• Assigned task:
Each record is to be copied exactly, with its pictures left behind.

##########

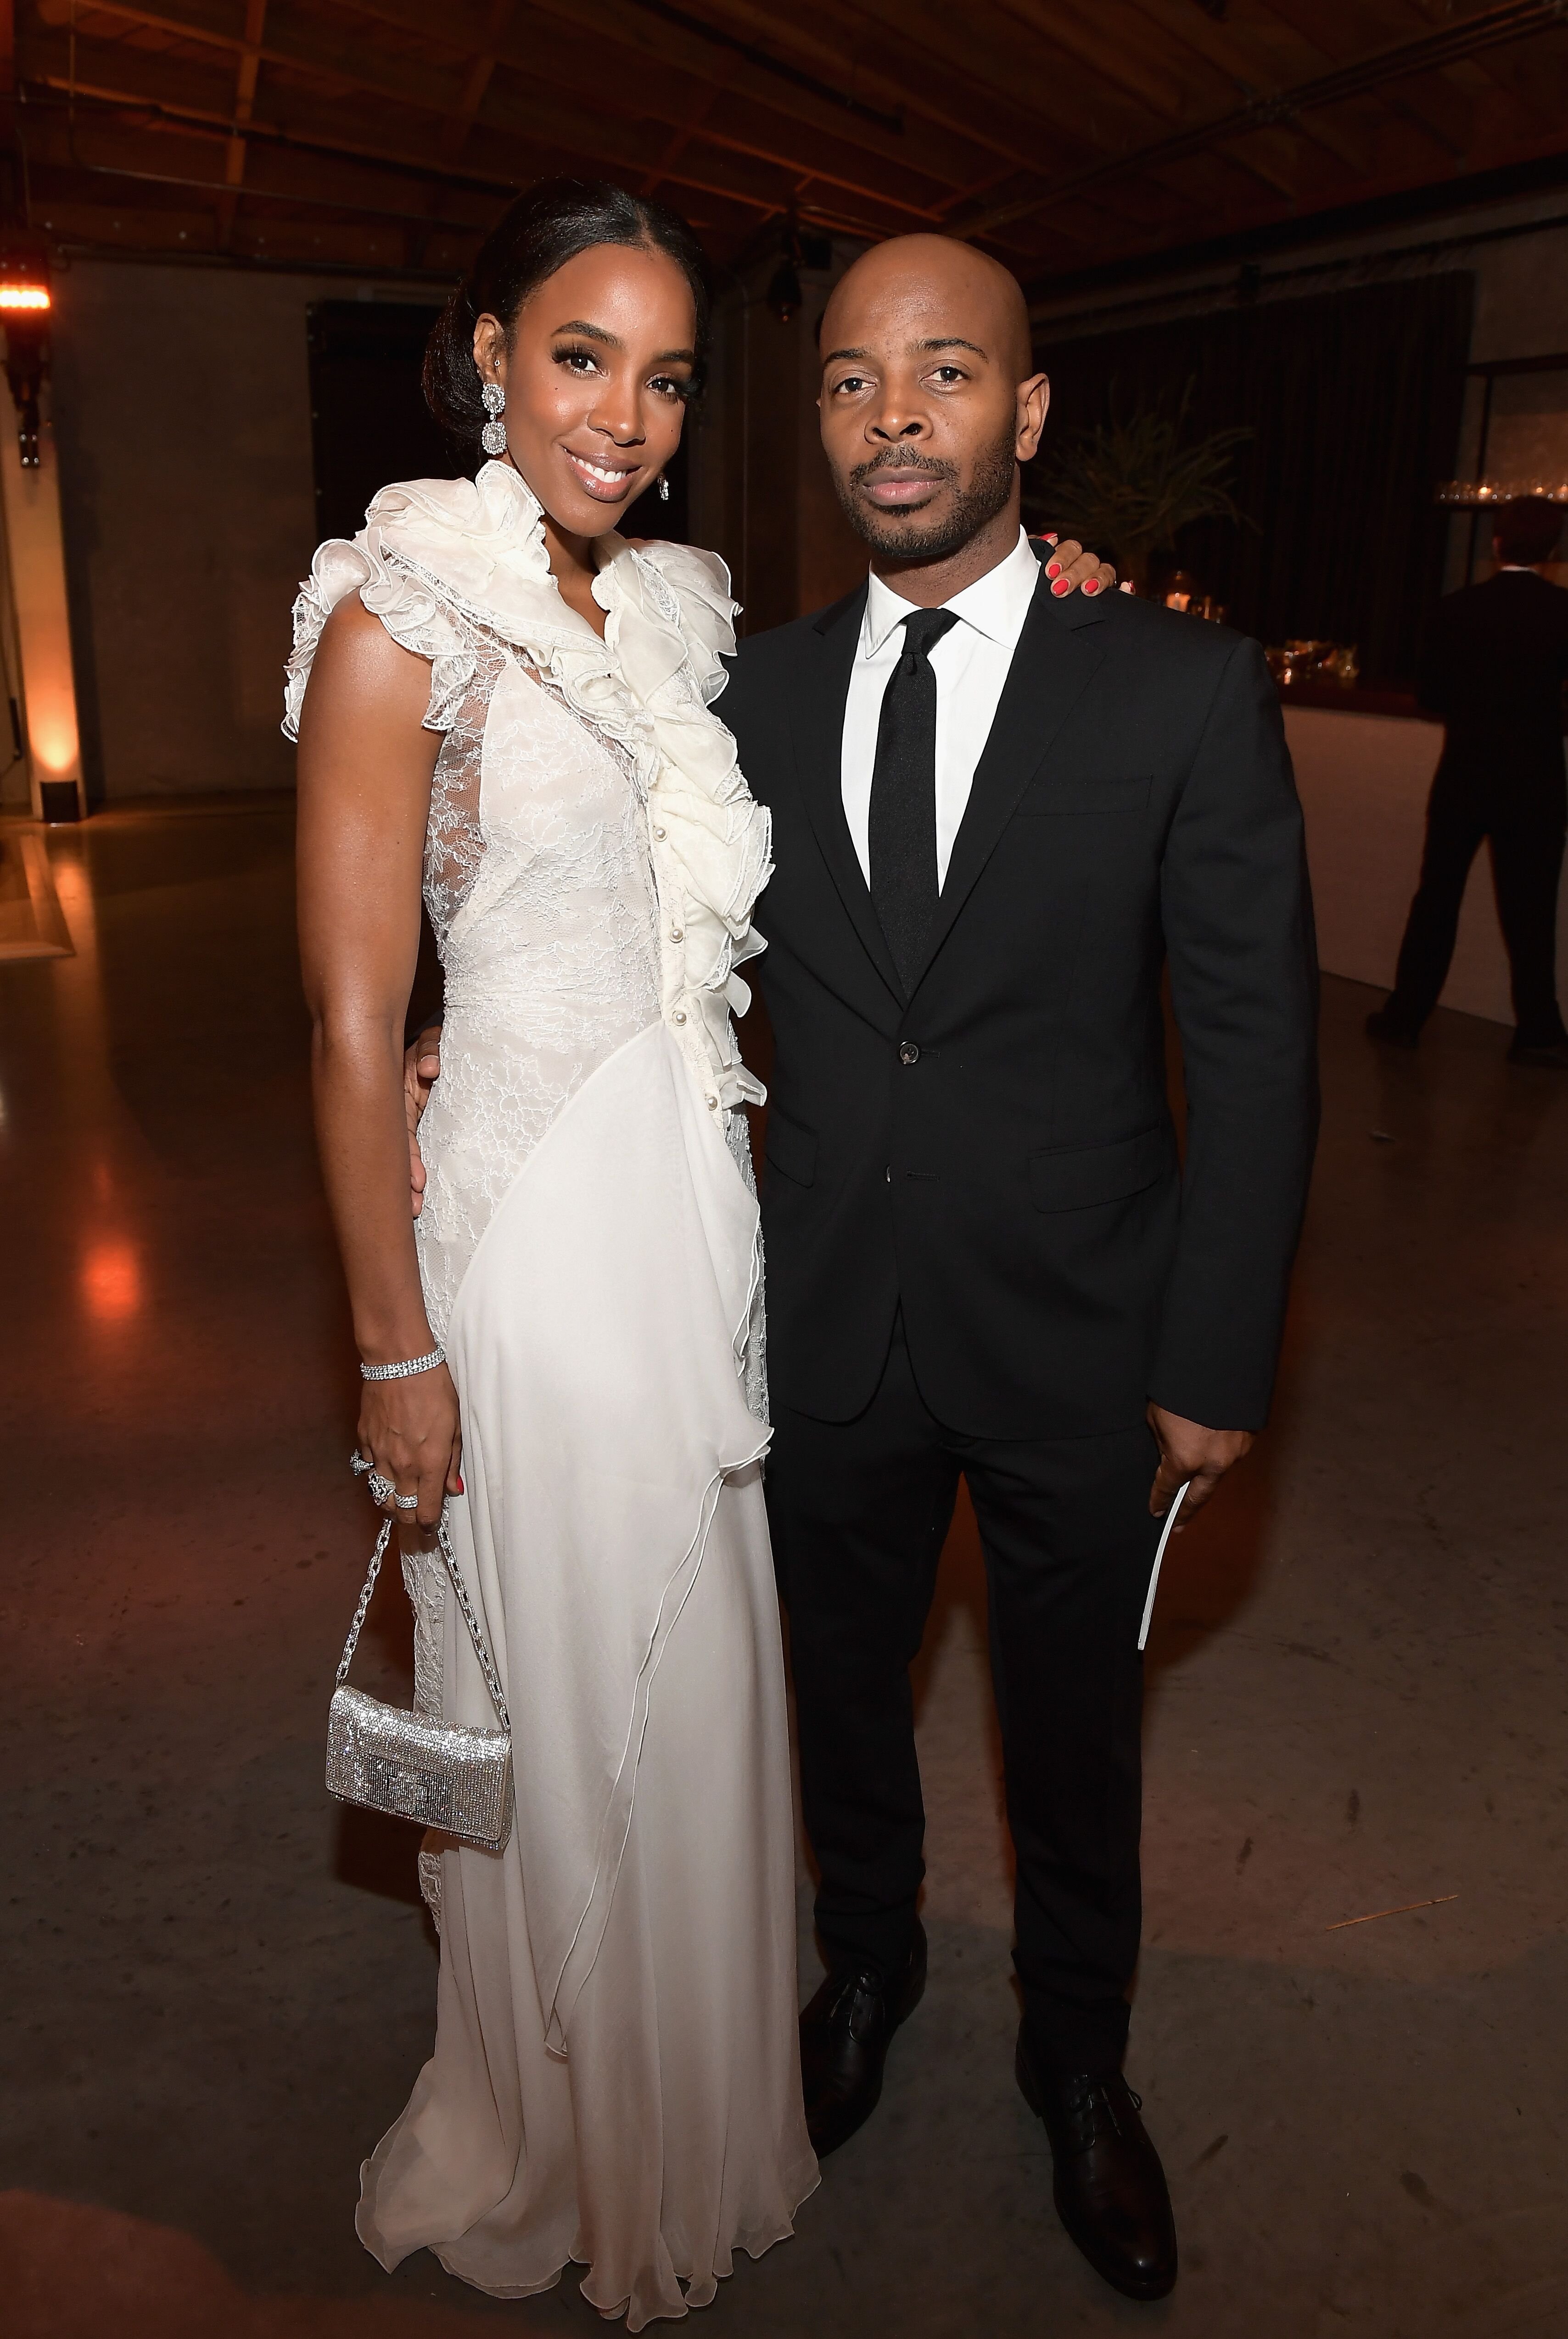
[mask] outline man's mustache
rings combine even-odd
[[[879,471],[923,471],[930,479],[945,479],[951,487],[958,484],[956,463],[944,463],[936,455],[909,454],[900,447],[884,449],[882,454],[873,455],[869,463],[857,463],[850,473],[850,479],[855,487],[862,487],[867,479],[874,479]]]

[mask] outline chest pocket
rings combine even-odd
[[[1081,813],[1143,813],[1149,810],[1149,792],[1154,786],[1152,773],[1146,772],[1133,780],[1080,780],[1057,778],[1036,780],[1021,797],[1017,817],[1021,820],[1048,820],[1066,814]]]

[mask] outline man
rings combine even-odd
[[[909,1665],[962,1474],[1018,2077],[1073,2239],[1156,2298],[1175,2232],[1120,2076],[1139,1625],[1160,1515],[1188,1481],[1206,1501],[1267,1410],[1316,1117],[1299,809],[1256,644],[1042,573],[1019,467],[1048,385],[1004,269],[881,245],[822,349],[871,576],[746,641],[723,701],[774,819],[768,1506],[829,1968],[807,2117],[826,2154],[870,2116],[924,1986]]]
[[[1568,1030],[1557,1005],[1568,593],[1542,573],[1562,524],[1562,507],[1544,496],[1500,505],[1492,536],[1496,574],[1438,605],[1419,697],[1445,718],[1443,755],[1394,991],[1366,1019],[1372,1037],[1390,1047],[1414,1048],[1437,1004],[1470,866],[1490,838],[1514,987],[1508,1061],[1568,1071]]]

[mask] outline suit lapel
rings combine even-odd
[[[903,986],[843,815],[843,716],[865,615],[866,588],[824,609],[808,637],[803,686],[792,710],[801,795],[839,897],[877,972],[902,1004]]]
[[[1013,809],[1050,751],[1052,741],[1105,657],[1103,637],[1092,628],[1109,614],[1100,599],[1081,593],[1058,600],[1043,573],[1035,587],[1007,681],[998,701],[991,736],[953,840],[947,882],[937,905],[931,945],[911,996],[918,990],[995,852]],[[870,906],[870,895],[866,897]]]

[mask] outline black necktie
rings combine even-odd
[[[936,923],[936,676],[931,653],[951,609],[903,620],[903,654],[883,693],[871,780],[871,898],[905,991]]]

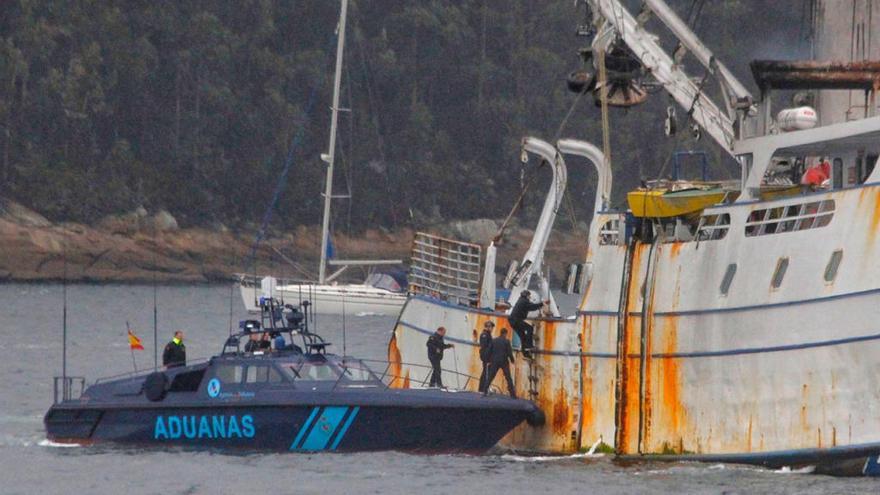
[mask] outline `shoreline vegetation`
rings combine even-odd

##########

• Exercise answer:
[mask] outline man's mustache
rings combine even-odd
[[[879,471],[923,471],[930,479],[945,479],[951,487],[958,484],[956,463],[944,463],[936,455],[909,454],[900,447],[884,449],[882,454],[873,455],[869,463],[857,463],[850,473],[850,479],[855,487],[862,487],[867,479],[874,479]]]

[mask] outline chest pocket
rings combine even-odd
[[[1081,813],[1143,813],[1149,810],[1149,792],[1154,786],[1152,773],[1146,772],[1133,780],[1080,780],[1057,778],[1036,780],[1021,797],[1017,817],[1021,820],[1048,820],[1066,814]]]

[mask] outline man
rings combine even-odd
[[[909,1665],[962,1474],[1018,2077],[1073,2239],[1156,2298],[1175,2232],[1120,2076],[1139,1625],[1160,1515],[1188,1481],[1206,1501],[1267,1410],[1316,1117],[1299,809],[1256,644],[1042,573],[1019,467],[1048,385],[1004,269],[881,245],[822,349],[871,576],[746,641],[723,701],[774,819],[768,1506],[829,1968],[807,2117],[826,2154],[870,2116],[924,1986]]]
[[[1568,1030],[1557,1005],[1568,593],[1542,573],[1562,524],[1562,507],[1544,496],[1500,505],[1492,536],[1496,574],[1438,605],[1419,697],[1445,718],[1443,755],[1394,991],[1366,1019],[1372,1037],[1390,1047],[1414,1048],[1437,1004],[1470,866],[1490,838],[1514,987],[1508,1061],[1568,1071]]]

[mask] outline suit lapel
rings combine even-odd
[[[903,986],[843,815],[843,716],[865,615],[866,588],[824,609],[808,637],[803,686],[792,710],[801,795],[839,897],[877,972],[902,1004]]]
[[[1013,809],[1050,751],[1052,741],[1105,657],[1103,637],[1092,628],[1109,614],[1100,599],[1081,593],[1058,600],[1043,573],[1035,587],[1007,681],[998,701],[991,736],[953,840],[947,882],[937,905],[931,945],[911,996],[918,990],[995,852]],[[870,906],[870,895],[866,897]]]

[mask] outline black necktie
rings combine even-odd
[[[936,923],[936,676],[931,653],[951,609],[903,620],[903,654],[883,693],[871,780],[871,898],[905,991]]]

[mask] outline `shoreline vegetation`
rings combine even-odd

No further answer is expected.